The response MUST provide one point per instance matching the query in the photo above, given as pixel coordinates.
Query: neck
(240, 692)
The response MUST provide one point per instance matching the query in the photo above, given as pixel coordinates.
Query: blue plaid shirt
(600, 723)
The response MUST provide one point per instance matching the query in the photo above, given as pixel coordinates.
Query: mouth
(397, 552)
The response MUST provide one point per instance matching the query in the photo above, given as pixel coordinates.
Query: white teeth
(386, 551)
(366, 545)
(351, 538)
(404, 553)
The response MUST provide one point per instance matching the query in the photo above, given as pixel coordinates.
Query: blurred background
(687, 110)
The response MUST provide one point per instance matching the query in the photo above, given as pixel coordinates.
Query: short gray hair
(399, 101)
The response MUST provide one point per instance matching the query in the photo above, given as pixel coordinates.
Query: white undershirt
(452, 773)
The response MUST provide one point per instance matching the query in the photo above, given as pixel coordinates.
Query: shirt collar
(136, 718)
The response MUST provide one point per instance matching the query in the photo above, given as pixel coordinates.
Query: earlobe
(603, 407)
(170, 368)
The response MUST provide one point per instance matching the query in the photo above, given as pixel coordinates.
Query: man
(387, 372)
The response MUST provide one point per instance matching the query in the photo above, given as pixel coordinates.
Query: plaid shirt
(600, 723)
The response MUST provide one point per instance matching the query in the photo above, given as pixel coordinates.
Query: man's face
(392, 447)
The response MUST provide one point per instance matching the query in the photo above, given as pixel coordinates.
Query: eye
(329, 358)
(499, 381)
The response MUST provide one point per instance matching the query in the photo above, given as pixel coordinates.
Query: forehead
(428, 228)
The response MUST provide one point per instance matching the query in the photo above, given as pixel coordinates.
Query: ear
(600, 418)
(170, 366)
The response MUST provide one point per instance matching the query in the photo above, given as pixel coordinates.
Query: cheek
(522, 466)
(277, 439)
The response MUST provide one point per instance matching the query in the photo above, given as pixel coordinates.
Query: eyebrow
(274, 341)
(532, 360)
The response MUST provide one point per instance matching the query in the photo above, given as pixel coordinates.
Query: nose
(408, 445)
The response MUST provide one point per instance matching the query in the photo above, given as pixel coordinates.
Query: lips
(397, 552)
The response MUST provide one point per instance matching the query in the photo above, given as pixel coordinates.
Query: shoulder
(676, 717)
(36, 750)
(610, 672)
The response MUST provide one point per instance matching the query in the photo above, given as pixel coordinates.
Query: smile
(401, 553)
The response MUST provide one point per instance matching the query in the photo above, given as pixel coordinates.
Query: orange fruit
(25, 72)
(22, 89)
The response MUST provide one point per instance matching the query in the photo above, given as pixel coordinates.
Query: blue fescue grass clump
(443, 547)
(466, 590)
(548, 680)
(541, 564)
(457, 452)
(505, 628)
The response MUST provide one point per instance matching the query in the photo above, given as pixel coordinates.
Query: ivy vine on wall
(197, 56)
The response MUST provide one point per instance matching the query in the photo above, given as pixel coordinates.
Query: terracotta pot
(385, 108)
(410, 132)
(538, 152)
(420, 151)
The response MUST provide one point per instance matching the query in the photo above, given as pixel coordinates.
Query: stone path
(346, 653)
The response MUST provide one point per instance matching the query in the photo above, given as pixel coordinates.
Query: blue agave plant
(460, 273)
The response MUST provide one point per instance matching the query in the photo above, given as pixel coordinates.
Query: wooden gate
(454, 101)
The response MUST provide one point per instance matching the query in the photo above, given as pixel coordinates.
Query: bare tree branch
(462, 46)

★ ★ ★ ★ ★ ★ ★

# Challenge
Gather every line of the data above that contains the word "blue", keeping each line whole. Case counts when matching.

# Reply
Query: blue plaid shirt
Query: blue fescue grass clump
Query: blue agave plant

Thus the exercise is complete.